- List of tasks -
a. According to the Hayden R. Lawrence Middle School excerpt, how long does each grade-level team meet every month?
b. Shorten the paragraph in the Hayden R. Lawrence Middle School excerpt that begins "Each of our grade-level teams", keeping its main facts.
c. Carry on the Hayden R. Lawrence Middle School excerpt past its final sentence.

- Selection -
┌──
Hayden R. Lawrence Middle School
Deville, Louisiana
Grades 4-6
Marguerite McNeely, principal

Each of our grade-level teams meets for two hours each month. The team's "team leader" is responsible for setting the agenda of those meetings, organizing or assigning group members to accomplish specific tasks to ensure grade-level success, and keeping a folder of meeting concerns and issues. Our staff members recognize that each of them has an equal stake in ensuring the success of the whole team. They love the opportunity to come together to plan for their students and to solve problems. They are a very professional staff.
└──
- Recorded information -
┌──
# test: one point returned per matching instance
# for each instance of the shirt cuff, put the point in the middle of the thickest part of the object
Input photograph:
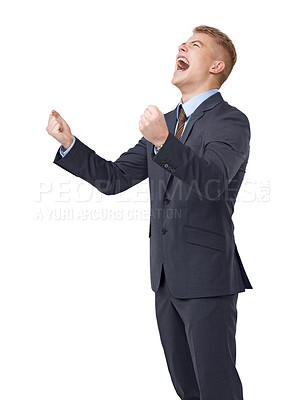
└──
- Results of the exercise -
a. Two hours.

b. Each grade-level team meets for two hours a month. A team leader sets the agenda, organizes or assigns members to tasks for grade-level success, and keeps a folder of meeting concerns and issues. Staff members see themselves as equally responsible for the whole team's success, enjoy planning for students and solving problems together, and are very professional.

c.
Franklin School
Rahway, New Jersey
Grades K-5
Margaret Morales, principal
In our school, teams are formed across grade levels and subject areas. We also have special education, ESL, and basic-skills teams. Each team is responsible for meeting weekly with their fellow teachers to plan lessons, discuss curriculum, evaluate programs They have one hour built into their schedule (each Wednesday) to meet and plan with their fellow teachers. Special ed teachers get an extra 35-minute planning period with their inclusion classroom teachers once a week. Each team has a team leader who is responsible for making sure the team meets, collecting all agendas and notes, taking attendance, writing up the team's action plans and goals, and tracking assessments throughout the year. In December and May, the team leader also develops the grade-level budget and orders supplies and other materials for the following school year. Teaming has worked out very well for us the past three years. We have seen increased student achievement because of the commitment the teachers have to coming together and sharing strategies, best practices, and concerns about individual students.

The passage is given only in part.